### EXTRACT PROVIDED
━━━━
Proposed Change to Draft SOC on Economic Globalization

The following is a proposed rewrite of the first 52 lines of the Draft Statement of Conscience on Economic Globalization. This rewrite was developed in several sessions by a number of individuals from a number of Minneapolis/St. Paul Metro Area UU Congregations, including First Universalist Church, First Unitarian Church, Unity Unitarian Church, Michael Servitas, UU Minnetoka.

UUs respect and affirm:
Our faith calls us to active participation in efforts to promote a world that is based on values of cooperation between cultures and nations, respect for diversity and human rights, and economic justice and environmental sustainability. We support global interactions that promote these values.

The values of our faith stand in stark contrast to a powerful, destructive force known as economic or corporate-led globalization.

Defining Economic Globalization
The conceptual underpinnings of economic globalization are fueled by the assertion that a single global economy with universal rules set by global corporations and financial markets1 (Maude Barlow) is in everyone’s best interest.
━━━━
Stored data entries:
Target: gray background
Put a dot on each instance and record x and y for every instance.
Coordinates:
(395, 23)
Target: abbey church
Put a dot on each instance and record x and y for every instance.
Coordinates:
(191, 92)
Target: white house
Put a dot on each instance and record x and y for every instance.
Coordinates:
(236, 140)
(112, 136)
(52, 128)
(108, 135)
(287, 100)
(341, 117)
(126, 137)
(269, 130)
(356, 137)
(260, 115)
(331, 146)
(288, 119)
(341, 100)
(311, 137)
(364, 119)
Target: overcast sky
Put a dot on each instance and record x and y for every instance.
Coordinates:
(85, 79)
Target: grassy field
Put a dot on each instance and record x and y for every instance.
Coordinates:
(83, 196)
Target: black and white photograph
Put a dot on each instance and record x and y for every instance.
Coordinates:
━━━━
### WHAT YOU WILL DO
Render the following sentence from the proposed rewrite on economic globalization into Spanish: "The values of our faith stand in stark contrast to a powerful, destructive force known as economic or corporate-led globalization."

### SOLUTION
Los valores de nuestra fe contrastan marcadamente con una fuerza poderosa y destructiva conocida como globalización económica o globalización liderada por las corporaciones.